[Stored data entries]
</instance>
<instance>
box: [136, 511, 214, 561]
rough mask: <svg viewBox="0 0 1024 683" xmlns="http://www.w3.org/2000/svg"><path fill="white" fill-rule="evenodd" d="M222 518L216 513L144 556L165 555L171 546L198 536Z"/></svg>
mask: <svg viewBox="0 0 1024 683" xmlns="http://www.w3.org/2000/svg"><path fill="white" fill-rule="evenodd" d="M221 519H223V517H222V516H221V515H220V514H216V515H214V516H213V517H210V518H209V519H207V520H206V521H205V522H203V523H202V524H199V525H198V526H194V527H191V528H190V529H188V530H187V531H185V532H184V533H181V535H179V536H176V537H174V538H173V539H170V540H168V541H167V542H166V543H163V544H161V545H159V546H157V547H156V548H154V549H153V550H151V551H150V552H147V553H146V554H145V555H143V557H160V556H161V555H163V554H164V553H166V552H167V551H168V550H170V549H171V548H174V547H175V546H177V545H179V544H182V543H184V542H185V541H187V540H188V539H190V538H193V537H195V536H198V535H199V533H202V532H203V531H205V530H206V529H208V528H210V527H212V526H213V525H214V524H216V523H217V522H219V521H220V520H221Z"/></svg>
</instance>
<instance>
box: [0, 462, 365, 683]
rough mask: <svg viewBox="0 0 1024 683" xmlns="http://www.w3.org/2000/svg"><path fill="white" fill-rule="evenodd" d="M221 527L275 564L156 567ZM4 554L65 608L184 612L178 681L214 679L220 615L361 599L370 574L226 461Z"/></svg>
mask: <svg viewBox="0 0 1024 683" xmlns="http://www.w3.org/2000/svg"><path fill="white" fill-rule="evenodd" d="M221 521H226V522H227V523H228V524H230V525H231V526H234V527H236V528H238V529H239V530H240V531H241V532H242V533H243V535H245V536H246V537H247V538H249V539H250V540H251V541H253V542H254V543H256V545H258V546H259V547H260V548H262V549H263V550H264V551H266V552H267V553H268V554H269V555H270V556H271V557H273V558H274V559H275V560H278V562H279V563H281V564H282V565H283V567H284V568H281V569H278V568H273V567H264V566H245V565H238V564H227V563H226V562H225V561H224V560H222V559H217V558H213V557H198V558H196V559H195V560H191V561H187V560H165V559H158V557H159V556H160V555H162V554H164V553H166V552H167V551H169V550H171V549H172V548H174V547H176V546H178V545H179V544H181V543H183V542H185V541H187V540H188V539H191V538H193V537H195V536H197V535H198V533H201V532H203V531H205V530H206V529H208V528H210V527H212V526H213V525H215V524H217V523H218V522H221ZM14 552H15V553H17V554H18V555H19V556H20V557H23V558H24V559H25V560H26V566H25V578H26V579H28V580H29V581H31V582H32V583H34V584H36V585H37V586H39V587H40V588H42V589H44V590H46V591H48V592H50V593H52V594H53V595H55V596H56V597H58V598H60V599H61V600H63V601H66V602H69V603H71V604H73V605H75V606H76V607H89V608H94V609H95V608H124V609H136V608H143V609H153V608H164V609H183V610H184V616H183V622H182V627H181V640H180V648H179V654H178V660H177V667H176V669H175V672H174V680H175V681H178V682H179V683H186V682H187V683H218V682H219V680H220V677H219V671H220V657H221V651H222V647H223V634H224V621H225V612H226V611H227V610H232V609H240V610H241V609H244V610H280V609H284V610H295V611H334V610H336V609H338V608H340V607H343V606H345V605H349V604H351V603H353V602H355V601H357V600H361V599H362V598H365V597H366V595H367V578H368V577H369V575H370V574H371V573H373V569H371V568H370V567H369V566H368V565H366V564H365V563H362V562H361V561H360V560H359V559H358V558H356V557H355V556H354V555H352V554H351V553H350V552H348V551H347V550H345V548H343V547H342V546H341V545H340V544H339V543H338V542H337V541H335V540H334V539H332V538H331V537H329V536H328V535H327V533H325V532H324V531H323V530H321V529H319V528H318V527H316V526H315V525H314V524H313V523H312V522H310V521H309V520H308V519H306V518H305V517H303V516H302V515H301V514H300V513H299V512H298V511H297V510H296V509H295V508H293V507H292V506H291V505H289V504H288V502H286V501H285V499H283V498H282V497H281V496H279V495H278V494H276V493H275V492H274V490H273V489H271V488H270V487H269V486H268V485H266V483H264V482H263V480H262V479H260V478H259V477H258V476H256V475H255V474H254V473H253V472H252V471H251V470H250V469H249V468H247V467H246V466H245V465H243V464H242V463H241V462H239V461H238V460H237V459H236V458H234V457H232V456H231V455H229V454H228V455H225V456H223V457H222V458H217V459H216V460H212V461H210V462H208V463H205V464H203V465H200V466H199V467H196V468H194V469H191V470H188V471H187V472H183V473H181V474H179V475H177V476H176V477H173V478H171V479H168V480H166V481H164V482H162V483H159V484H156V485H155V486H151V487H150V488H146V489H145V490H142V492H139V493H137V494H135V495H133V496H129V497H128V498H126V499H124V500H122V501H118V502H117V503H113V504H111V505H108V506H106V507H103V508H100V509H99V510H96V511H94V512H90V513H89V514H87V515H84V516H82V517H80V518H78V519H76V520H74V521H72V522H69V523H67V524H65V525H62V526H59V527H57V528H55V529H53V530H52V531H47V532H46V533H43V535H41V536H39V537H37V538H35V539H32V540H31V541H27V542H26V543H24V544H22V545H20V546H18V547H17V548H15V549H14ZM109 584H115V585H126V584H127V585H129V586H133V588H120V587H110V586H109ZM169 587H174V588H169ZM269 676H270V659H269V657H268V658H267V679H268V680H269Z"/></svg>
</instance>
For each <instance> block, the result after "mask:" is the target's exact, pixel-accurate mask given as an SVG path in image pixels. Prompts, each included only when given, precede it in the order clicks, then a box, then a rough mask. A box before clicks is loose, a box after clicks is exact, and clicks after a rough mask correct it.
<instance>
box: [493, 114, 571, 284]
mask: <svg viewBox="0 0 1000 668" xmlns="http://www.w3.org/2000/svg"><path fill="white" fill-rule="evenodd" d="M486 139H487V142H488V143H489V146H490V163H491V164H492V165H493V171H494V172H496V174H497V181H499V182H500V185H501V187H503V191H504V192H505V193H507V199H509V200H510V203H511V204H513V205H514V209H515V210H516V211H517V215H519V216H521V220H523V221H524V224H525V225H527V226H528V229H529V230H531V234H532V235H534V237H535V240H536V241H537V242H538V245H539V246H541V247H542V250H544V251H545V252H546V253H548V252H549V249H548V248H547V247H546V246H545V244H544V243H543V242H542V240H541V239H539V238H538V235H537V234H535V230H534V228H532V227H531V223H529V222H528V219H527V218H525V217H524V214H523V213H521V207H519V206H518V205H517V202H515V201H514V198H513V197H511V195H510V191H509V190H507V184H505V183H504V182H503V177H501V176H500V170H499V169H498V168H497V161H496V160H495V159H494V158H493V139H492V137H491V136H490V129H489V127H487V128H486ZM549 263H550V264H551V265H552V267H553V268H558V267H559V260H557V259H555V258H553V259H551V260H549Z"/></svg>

• Task brief
Reproduce the entries above exactly, starting at their first line and finishing with the line that contains "box: [0, 462, 365, 683]".

• Task response
</instance>
<instance>
box: [136, 511, 214, 561]
rough mask: <svg viewBox="0 0 1024 683" xmlns="http://www.w3.org/2000/svg"><path fill="white" fill-rule="evenodd" d="M222 518L216 513L144 556L165 555L171 546L198 536Z"/></svg>
mask: <svg viewBox="0 0 1024 683" xmlns="http://www.w3.org/2000/svg"><path fill="white" fill-rule="evenodd" d="M221 519H223V517H222V516H221V515H220V514H216V515H214V516H213V517H210V518H209V519H207V520H206V521H205V522H203V523H202V524H199V525H198V526H194V527H191V528H190V529H188V530H187V531H185V532H184V533H181V535H179V536H176V537H174V538H173V539H170V540H168V541H167V542H166V543H163V544H161V545H159V546H157V547H156V548H154V549H153V550H151V551H150V552H147V553H146V554H145V555H143V557H160V556H161V555H163V554H164V553H166V552H167V551H168V550H170V549H171V548H174V547H175V546H177V545H179V544H182V543H184V542H185V541H187V540H188V539H190V538H193V537H195V536H198V535H199V533H202V532H203V531H205V530H206V529H208V528H210V527H212V526H213V525H214V524H216V523H217V522H219V521H220V520H221Z"/></svg>
</instance>
<instance>
box: [0, 462, 365, 683]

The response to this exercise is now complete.